*SELECTED EXCERPT*:
◇ ◇ ◇
HFO Evaluation Framework
Overall, this study has established a novel framework for efficient and controlled evaluation of HFOs. The Epoched design allows for the pre-selection of events based on any number of algorithmic criteria, and can be tailored to the particular application. It also ensures that all Reviewers can evaluate the exact same events of interest in the exact same order, in a manner that requires only an average of 10 s per evaluation. The evaluation software program provides Reviewers with an intuitive and versatile interface to complete any number of evaluations. It enables Reviewers to not only mark the presence of HFOs, but also the absence of HFOs, and the self-reported certainty in these determinations.
The present study has established that evaluations conducted using this supervised method are not sufficient to be used immediately in clinical practice. Rather, the framework itself may be extended to any number of automated detectors, to any number of reviewers, or to any form of standardized training, producing a comprehensive set of evaluations accompanied by descriptive information regarding the generalizability of the findings.
◇ ◇ ◇
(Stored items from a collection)
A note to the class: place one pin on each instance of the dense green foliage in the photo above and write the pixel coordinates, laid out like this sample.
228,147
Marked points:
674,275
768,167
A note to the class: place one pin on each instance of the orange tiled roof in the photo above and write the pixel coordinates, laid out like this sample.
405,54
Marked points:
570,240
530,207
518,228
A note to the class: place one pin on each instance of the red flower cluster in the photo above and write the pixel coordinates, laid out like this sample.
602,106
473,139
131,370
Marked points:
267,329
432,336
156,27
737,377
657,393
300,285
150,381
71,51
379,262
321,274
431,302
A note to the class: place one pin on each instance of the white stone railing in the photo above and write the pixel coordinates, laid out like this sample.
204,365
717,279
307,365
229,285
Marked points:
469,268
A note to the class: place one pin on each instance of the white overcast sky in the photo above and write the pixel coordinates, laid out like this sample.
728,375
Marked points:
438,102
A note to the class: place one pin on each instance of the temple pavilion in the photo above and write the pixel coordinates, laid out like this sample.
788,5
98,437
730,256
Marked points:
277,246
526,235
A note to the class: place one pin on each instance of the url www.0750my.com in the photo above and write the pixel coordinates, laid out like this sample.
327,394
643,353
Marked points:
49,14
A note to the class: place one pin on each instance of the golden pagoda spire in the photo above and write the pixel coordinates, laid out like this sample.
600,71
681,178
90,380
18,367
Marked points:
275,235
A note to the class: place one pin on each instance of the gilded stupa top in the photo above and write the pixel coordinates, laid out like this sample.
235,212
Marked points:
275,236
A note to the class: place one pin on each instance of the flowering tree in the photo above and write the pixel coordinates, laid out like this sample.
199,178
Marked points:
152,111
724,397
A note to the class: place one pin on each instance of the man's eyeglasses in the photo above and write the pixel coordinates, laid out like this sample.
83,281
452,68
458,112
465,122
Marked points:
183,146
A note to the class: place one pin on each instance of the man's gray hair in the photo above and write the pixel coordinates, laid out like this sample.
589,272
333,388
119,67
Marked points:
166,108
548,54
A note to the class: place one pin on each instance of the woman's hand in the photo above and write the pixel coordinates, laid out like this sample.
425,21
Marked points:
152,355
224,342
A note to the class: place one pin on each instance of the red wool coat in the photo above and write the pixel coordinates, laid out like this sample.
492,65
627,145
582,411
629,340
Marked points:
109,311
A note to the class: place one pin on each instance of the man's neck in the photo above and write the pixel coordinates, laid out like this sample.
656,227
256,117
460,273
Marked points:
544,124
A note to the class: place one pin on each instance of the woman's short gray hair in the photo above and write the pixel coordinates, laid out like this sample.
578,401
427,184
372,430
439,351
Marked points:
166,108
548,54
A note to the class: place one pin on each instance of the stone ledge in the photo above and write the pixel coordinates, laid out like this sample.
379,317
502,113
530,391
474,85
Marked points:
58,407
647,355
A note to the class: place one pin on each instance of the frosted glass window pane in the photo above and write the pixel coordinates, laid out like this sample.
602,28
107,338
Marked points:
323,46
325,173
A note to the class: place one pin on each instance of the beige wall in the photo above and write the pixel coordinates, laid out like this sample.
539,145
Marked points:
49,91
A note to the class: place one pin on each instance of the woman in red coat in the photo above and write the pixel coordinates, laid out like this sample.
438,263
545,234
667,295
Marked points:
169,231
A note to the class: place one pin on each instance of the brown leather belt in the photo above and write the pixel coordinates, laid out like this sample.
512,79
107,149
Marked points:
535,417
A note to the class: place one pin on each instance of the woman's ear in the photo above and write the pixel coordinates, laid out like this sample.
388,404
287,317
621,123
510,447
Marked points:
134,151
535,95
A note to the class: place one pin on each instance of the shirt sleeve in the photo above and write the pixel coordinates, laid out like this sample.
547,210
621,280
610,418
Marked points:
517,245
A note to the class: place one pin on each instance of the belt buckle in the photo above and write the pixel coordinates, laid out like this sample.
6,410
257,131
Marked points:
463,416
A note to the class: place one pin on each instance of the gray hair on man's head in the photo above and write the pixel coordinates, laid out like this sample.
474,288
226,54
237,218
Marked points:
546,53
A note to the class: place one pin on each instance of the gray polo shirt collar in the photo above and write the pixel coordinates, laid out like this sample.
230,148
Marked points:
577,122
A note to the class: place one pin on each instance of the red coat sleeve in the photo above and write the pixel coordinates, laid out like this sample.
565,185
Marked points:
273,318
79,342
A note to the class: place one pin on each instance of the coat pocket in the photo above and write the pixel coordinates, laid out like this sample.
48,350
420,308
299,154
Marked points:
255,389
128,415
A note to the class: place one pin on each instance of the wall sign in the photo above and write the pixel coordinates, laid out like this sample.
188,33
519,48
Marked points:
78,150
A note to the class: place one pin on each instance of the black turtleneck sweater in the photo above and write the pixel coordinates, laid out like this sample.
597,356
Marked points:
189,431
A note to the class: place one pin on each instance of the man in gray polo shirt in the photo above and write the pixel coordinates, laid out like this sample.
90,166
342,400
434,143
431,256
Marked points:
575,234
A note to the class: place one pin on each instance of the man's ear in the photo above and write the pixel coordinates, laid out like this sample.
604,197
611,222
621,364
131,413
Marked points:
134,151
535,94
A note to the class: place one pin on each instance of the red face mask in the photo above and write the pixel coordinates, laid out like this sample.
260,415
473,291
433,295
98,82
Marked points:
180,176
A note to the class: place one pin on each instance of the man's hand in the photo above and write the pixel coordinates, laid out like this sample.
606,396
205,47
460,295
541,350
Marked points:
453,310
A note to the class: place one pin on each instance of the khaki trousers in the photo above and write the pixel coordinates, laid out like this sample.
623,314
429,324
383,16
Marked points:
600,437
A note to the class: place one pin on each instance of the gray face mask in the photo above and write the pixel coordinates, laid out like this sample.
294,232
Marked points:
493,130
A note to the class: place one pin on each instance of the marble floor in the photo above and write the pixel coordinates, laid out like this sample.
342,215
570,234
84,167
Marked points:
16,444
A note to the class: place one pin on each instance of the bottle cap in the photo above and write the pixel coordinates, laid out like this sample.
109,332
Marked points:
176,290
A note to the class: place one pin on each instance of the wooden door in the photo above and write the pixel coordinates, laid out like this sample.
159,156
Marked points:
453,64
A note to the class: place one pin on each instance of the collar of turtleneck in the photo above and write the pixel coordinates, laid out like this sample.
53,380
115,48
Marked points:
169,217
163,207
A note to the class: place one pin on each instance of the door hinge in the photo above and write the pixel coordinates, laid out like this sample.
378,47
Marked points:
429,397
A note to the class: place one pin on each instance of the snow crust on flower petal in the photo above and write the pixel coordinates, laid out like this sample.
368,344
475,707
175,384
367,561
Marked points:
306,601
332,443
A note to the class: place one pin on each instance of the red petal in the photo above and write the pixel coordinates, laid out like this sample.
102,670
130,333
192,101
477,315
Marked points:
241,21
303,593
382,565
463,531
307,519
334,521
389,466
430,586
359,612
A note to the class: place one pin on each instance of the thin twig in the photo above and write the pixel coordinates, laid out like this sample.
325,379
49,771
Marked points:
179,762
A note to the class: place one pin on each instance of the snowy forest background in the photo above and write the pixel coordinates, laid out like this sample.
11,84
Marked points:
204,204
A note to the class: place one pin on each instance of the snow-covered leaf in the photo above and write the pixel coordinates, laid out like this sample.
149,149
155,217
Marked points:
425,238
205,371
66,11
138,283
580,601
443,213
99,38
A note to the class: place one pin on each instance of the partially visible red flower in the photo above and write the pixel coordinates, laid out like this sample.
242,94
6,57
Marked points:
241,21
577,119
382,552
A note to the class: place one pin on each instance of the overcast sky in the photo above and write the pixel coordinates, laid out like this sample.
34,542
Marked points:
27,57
◇ ◇ ◇
*TASK DESCRIPTION*: Reproduce the HFO evaluation framework passage word for word, beginning at the words "The present study" and stopping after "of the findings.".

*WRITTEN SOLUTION*:
The present study has established that evaluations conducted using this supervised method are not sufficient to be used immediately in clinical practice. Rather, the framework itself may be extended to any number of automated detectors, to any number of reviewers, or to any form of standardized training, producing a comprehensive set of evaluations accompanied by descriptive information regarding the generalizability of the findings.